### TASK DIRECTIONS
Render each line of the items below as a Markdown table with the columns Row and Line, numbering the rows and leaving out blank lines. Keep the pictures out of your answer.

(Point labels for objects)
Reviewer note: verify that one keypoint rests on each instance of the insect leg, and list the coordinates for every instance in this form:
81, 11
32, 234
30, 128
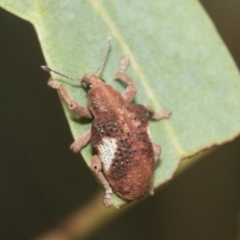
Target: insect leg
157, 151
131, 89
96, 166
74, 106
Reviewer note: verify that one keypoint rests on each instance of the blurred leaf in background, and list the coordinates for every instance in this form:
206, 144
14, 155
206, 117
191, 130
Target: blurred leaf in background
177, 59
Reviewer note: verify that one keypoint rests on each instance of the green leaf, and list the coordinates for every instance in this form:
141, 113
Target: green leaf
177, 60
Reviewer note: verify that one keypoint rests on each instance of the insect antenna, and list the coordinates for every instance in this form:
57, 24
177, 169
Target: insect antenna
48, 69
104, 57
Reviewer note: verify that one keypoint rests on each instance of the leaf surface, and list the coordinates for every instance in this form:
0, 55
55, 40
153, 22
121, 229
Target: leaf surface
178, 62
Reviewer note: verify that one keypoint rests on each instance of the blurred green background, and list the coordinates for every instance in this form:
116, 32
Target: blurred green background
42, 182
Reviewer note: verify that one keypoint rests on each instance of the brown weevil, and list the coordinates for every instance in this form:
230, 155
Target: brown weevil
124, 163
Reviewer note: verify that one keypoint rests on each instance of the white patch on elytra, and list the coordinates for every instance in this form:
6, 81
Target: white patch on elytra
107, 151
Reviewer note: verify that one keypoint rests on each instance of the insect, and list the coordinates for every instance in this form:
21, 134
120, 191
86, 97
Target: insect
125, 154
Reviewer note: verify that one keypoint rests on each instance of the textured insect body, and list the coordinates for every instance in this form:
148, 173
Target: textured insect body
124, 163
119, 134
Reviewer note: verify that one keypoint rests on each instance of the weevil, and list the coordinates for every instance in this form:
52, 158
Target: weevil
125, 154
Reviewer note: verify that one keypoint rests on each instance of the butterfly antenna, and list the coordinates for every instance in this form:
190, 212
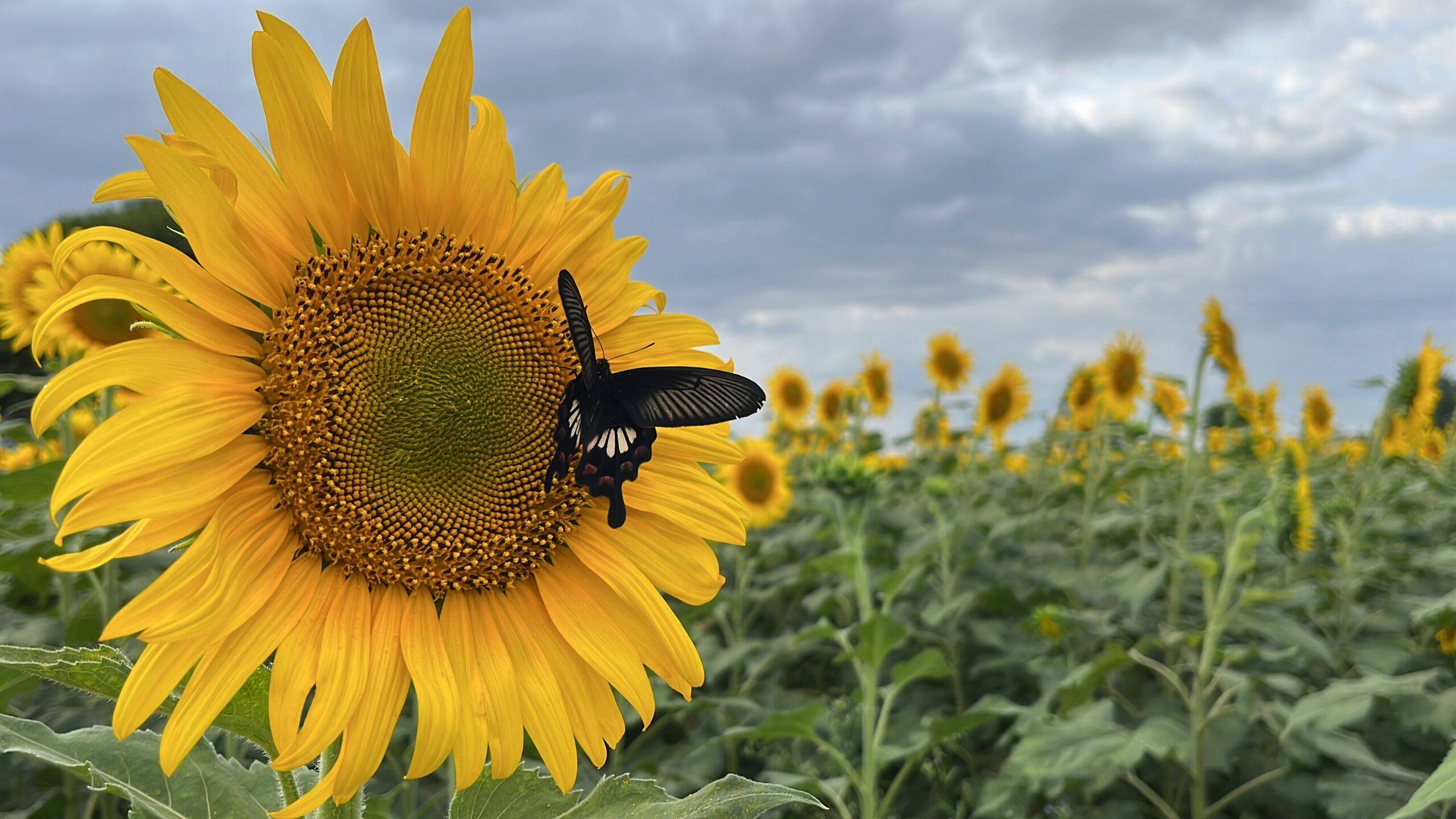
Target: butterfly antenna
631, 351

### TASK RESPONSE
| Row | Line |
|---|---|
| 1 | Reviewer note: verify that one keypoint rests on each instance of the insect leg, and list the coordinates for every instance in this form: |
| 2 | 81, 11 |
| 3 | 32, 234 |
| 4 | 30, 128 |
| 5 | Target: insect leg |
| 6 | 157, 151 |
| 7 | 131, 89 |
| 8 | 96, 166 |
| 9 | 74, 106 |
| 10 | Reviewer note: verify that one keypoint rests on each instance of the blurred leaf in background, and list the coordinates for every instance in this form: |
| 11 | 206, 144 |
| 12 | 14, 155 |
| 13 | 206, 117 |
| 14 | 191, 130 |
| 15 | Target: blurred leaf in background |
| 16 | 177, 59 |
| 17 | Reviewer note: verify that one keypoint rests on each instance of the green leaf, and list the coordinates for every instance in this form: |
| 18 | 141, 113 |
| 19 | Target: green leaf |
| 20 | 177, 60 |
| 21 | Reviewer note: verify that one keypoint rests on each instance of the insect antenna, and list the coordinates for every instance in this form: |
| 22 | 57, 24 |
| 23 | 177, 169 |
| 24 | Target: insect antenna |
| 25 | 48, 69 |
| 26 | 104, 57 |
| 27 | Reviewer note: verify that one keypoint rests on each instance of the leaf surface, and list the coordinates for every instance in this form: |
| 28 | 0, 55 |
| 29 | 55, 40 |
| 30 | 153, 22 |
| 31 | 121, 229 |
| 32 | Target: leaf surface |
| 33 | 178, 62 |
| 34 | Reviewer note: verify that one keypoint rests on each instance of the blurred green background, and list the coordinates for every instance in this form: |
| 35 | 116, 32 |
| 36 | Target: blurred green background |
| 37 | 42, 182 |
| 38 | Reviewer note: verify that one keypoint rests on each instance of the brown weevil, and list the coordinates for every instance in this form: |
| 39 | 230, 155 |
| 40 | Target: brown weevil |
| 41 | 124, 163 |
| 42 | Reviewer note: verify that one keypoint rests on each instance of the white patch on elytra, and list the coordinates for every instance in this form: |
| 43 | 6, 81 |
| 44 | Target: white patch on elytra |
| 45 | 107, 151 |
| 46 | Reviewer note: verify that one keypoint rests on each instance of the insect, and list the coordinates for every instance in this form: |
| 47 | 21, 134 |
| 48 | 120, 191 |
| 49 | 86, 97 |
| 50 | Target: insect |
| 51 | 125, 154 |
| 52 | Reviewer note: verify that one keypoint rests on each instance of the textured insect body, and list the coordinates for every instance in this form: |
| 53 | 148, 173 |
| 54 | Target: textured insect body |
| 55 | 124, 163 |
| 56 | 119, 134 |
| 57 | Reviewer note: verify that one keypoint rests on each instance of the weevil, and list the coordinates for every instance in this form: |
| 58 | 52, 158 |
| 59 | Target: weevil |
| 60 | 125, 154 |
| 61 | Reviewer note: verify that one keypoint rests on each instance of the butterfly antenna, and list the coordinates for every instance in this form: |
| 62 | 190, 212 |
| 63 | Target: butterfly antenna |
| 64 | 631, 351 |